Render every line of the records below as a numbered list, leaving out any blank lines.

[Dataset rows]
---+---
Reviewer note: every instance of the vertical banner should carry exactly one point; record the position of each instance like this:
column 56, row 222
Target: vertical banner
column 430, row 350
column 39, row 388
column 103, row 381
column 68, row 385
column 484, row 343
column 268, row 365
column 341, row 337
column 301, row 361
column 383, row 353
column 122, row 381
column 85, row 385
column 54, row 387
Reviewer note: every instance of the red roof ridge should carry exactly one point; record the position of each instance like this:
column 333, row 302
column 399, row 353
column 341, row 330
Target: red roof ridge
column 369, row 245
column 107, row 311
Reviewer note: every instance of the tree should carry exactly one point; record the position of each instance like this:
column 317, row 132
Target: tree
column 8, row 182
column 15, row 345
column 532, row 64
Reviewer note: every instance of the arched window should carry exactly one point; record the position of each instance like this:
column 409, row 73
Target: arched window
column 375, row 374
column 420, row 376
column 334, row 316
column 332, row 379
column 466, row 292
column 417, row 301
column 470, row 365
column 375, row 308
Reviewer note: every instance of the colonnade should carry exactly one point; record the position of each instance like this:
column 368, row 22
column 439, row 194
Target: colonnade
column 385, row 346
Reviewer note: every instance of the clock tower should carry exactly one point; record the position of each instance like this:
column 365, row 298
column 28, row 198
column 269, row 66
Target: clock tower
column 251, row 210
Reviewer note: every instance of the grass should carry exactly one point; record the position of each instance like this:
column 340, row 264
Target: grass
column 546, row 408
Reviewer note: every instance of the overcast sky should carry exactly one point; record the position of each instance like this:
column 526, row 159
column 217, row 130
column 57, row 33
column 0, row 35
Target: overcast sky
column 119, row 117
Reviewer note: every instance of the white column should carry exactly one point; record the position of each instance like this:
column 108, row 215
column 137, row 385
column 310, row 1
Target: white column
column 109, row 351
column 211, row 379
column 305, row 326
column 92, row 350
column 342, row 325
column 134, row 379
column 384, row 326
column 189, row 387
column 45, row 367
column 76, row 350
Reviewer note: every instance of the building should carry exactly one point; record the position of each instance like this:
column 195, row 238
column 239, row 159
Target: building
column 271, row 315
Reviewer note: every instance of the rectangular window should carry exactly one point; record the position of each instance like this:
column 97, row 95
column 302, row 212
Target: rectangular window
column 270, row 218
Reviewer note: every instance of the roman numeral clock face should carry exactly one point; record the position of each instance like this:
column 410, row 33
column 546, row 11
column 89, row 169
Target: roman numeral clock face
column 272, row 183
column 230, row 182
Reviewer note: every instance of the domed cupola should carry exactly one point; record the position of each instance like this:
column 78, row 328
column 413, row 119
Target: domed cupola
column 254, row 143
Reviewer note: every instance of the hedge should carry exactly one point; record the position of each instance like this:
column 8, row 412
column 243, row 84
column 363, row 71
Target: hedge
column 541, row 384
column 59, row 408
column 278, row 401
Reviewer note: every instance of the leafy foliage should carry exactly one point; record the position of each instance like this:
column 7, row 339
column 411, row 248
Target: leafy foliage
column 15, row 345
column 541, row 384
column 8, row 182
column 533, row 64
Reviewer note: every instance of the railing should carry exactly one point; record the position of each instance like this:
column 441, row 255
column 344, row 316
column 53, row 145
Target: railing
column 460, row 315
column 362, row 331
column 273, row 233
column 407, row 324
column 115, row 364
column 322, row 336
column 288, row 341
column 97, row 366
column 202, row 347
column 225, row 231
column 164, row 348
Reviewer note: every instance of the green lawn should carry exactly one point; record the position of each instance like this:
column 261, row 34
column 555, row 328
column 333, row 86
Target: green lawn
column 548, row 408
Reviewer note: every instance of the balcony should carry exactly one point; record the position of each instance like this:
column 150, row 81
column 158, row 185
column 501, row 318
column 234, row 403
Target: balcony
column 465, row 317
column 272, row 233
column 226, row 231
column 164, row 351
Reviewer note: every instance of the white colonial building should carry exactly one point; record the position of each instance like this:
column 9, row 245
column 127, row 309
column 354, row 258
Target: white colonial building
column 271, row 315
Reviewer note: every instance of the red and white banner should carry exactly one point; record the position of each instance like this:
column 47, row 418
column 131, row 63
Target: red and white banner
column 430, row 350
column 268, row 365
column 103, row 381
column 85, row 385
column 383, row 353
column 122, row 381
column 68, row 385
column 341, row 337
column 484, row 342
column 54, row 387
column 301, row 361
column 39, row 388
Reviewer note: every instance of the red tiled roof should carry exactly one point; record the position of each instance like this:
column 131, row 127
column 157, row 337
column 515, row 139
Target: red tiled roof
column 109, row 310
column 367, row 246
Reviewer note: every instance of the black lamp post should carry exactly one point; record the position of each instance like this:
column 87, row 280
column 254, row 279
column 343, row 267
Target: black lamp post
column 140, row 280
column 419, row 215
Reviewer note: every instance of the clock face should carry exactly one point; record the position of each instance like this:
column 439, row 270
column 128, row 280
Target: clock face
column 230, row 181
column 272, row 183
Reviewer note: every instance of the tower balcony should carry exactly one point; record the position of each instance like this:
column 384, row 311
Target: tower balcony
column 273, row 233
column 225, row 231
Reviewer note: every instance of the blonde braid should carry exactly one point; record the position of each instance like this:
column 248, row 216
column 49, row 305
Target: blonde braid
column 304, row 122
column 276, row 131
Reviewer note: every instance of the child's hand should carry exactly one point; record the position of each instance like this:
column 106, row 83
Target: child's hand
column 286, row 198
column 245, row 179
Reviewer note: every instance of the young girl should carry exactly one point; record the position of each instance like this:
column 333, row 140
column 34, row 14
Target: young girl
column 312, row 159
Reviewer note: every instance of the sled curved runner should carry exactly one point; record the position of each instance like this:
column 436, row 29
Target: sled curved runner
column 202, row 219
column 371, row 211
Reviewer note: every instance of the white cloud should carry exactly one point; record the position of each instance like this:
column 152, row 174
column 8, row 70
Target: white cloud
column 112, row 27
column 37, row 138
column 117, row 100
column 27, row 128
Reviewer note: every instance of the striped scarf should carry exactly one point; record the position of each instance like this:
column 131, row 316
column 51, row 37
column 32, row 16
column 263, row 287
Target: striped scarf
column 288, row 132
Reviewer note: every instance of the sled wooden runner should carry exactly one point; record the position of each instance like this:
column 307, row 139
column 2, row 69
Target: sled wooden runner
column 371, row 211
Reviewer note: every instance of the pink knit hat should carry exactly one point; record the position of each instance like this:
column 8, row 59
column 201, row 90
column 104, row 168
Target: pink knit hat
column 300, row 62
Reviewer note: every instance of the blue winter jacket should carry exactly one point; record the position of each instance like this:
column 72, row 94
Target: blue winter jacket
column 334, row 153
---+---
§ **RESULT**
1. Reviewer note: every instance of the vertical banner should carry exactly one point; record the position of each instance like this:
2. column 56, row 222
3. Target: vertical banner
4. column 430, row 350
5. column 39, row 388
6. column 103, row 381
7. column 68, row 385
8. column 484, row 343
9. column 268, row 365
10. column 341, row 337
11. column 301, row 361
12. column 383, row 353
13. column 122, row 381
14. column 85, row 385
15. column 54, row 387
16. Reviewer note: every instance of the red roof ridge should carry exactly one point; record the position of each instance like this:
17. column 333, row 302
18. column 399, row 353
19. column 341, row 330
20. Target: red roof ridge
21. column 369, row 245
22. column 107, row 311
23. Reviewer note: every instance of the tree should carry exactly one point; record the position of each instance like this:
24. column 317, row 132
25. Target: tree
26. column 8, row 182
27. column 15, row 345
28. column 532, row 64
29. Reviewer note: every instance of the arched window should carry exactly one point; record the position of each instance like this:
30. column 409, row 73
31. Target: arched window
32. column 375, row 374
33. column 420, row 376
34. column 334, row 316
35. column 332, row 379
36. column 466, row 292
37. column 417, row 301
38. column 470, row 365
39. column 375, row 308
40. Reviewer note: every instance of the colonnade should carry exactly one point; record the position of each instance like this:
41. column 368, row 22
42. column 439, row 194
43. Target: colonnade
44. column 385, row 346
45. Reviewer note: every instance of the clock tower should carry exactly one point; record the position of each instance like this:
46. column 365, row 298
47. column 28, row 198
48. column 269, row 66
49. Target: clock tower
50. column 251, row 210
51. Reviewer note: every instance of the grass should carry exactly one point; record the position of each instance like this:
52. column 340, row 264
53. Target: grass
54. column 546, row 408
55. Reviewer note: every instance of the overcast sky should carry exactly one point; record the position of each instance like this:
56. column 526, row 159
57. column 217, row 130
58. column 57, row 33
59. column 0, row 35
60. Target: overcast sky
61. column 119, row 117
62. Reviewer note: every instance of the white column should carry exactly one point; record the position of each instance like this:
63. column 108, row 215
64. column 137, row 385
65. column 310, row 1
66. Target: white column
67. column 109, row 351
68. column 211, row 379
69. column 305, row 326
70. column 92, row 350
71. column 342, row 325
72. column 134, row 379
73. column 384, row 326
74. column 189, row 387
75. column 45, row 367
76. column 76, row 350
77. Reviewer note: every instance of the building should carry exactly one point; record the position of each instance like this:
78. column 195, row 238
79. column 239, row 159
80. Target: building
81. column 271, row 315
82. Reviewer note: every instance of the rectangular window should carry exactly one point; record the position of each instance like this:
83. column 97, row 95
84. column 302, row 212
85. Target: rectangular window
86. column 270, row 218
87. Reviewer note: every instance of the roman numeral clock face should carry exactly one point; record the position of each instance like this:
88. column 410, row 33
89. column 546, row 11
90. column 89, row 169
91. Target: roman numeral clock face
92. column 272, row 183
93. column 230, row 182
94. Reviewer note: every instance of the domed cupola should carry exactly one point; record the position of each instance like this:
95. column 78, row 328
96. column 413, row 119
97. Target: domed cupola
98. column 254, row 143
99. Reviewer note: every instance of the hedge should carry exactly one point; record the position of each instance like this:
100. column 8, row 412
101. column 243, row 84
102. column 363, row 71
103. Target: hedge
104. column 541, row 384
105. column 59, row 408
106. column 278, row 401
107. Reviewer note: every instance of the leafy foliage should carry exactly one point; record the position of each instance like this:
108. column 7, row 339
109. column 411, row 248
110. Target: leafy foliage
111. column 15, row 345
112. column 541, row 384
113. column 8, row 182
114. column 533, row 64
115. Reviewer note: every instance of the railing should carry exactly one point; record the position of each instance like this:
116. column 441, row 255
117. column 344, row 316
118. column 53, row 145
119. Target: railing
120. column 460, row 315
121. column 362, row 331
122. column 273, row 233
123. column 407, row 324
124. column 115, row 364
125. column 322, row 336
126. column 288, row 341
127. column 97, row 366
128. column 202, row 347
129. column 225, row 231
130. column 164, row 348
131. Reviewer note: every instance of the green lawn should carry exactly one point; record the position of each instance like this:
132. column 261, row 34
133. column 555, row 328
134. column 333, row 86
135. Target: green lawn
136. column 548, row 408
137. Reviewer note: every instance of the balcony should carry exactly one point; record the position of each instance like this:
138. column 150, row 81
139. column 158, row 185
140. column 501, row 318
141. column 234, row 403
142. Target: balcony
143. column 465, row 317
144. column 272, row 233
145. column 226, row 231
146. column 164, row 351
147. Reviewer note: every instance of the white colonial building should carry exactly one point; record the position of each instance like this:
148. column 9, row 245
149. column 127, row 309
150. column 354, row 258
151. Target: white colonial building
152. column 271, row 315
153. Reviewer note: every instance of the red and white banner should carry exactly one point; record the position of each instance like this:
154. column 47, row 418
155. column 131, row 63
156. Target: red and white banner
157. column 430, row 350
158. column 268, row 365
159. column 103, row 381
160. column 85, row 385
161. column 383, row 353
162. column 122, row 381
163. column 68, row 385
164. column 341, row 337
165. column 484, row 342
166. column 54, row 387
167. column 301, row 361
168. column 39, row 388
169. Reviewer note: every instance of the red tiled roof should carry exactly one point; record the position of each instance like this:
170. column 131, row 127
171. column 157, row 337
172. column 515, row 139
173. Target: red tiled roof
174. column 109, row 310
175. column 367, row 246
176. Reviewer note: every instance of the black lamp post should carry exactly one point; record the position of each instance like this:
177. column 87, row 280
178. column 254, row 279
179. column 343, row 267
180. Target: black lamp post
181. column 140, row 280
182. column 419, row 215
183. Reviewer note: every instance of the clock face should carry exactly one point; record the position of each instance like this:
184. column 439, row 270
185. column 128, row 280
186. Target: clock face
187. column 230, row 181
188. column 272, row 183
189. Reviewer note: every instance of the tower balcony should carry exactly one point; record the position of each instance like this:
190. column 384, row 311
191. Target: tower balcony
192. column 273, row 233
193. column 225, row 231
194. Reviewer note: every instance of the blonde braid should carry exactly one point; record the position of each instance like this:
195. column 248, row 216
196. column 49, row 305
197. Target: blonde braid
198. column 304, row 122
199. column 276, row 131
200. Reviewer note: every instance of the child's hand should carry exactly one point; record the position of each instance like this:
201. column 106, row 83
202. Target: child's hand
203. column 286, row 198
204. column 245, row 179
205. Reviewer note: every instance of the young girl should carry exactly one point; record the position of each instance like this:
206. column 333, row 140
207. column 34, row 14
208. Target: young girl
209. column 312, row 159
210. Reviewer note: every instance of the sled curved runner should carry exactly one point; record the position of each instance like this:
211. column 436, row 29
212. Target: sled curved runner
213. column 202, row 219
214. column 371, row 211
215. Reviewer note: every instance of the white cloud should carry exactly one point; record the position of each instance like this:
216. column 152, row 174
217. column 8, row 70
218. Target: white cloud
219. column 112, row 27
220. column 37, row 138
221. column 117, row 100
222. column 27, row 128
223. Reviewer note: every instance of the striped scarf should carry exactly one point; record the position of each instance like this:
224. column 131, row 316
225. column 51, row 37
226. column 32, row 16
227. column 263, row 287
228. Target: striped scarf
229. column 288, row 132
230. Reviewer note: every instance of the sled wooden runner should carry exactly one point; record the position of each instance like this:
231. column 307, row 139
232. column 2, row 69
233. Target: sled wooden runner
234. column 371, row 211
235. Reviewer note: every instance of the pink knit hat should carry exactly one point; record the position of each instance like this:
236. column 8, row 59
237. column 201, row 90
238. column 104, row 168
239. Target: pink knit hat
240. column 300, row 62
241. Reviewer note: every instance of the blue winter jacket should carry exactly one point; record the position of each instance like this:
242. column 72, row 94
243. Target: blue winter jacket
244. column 334, row 153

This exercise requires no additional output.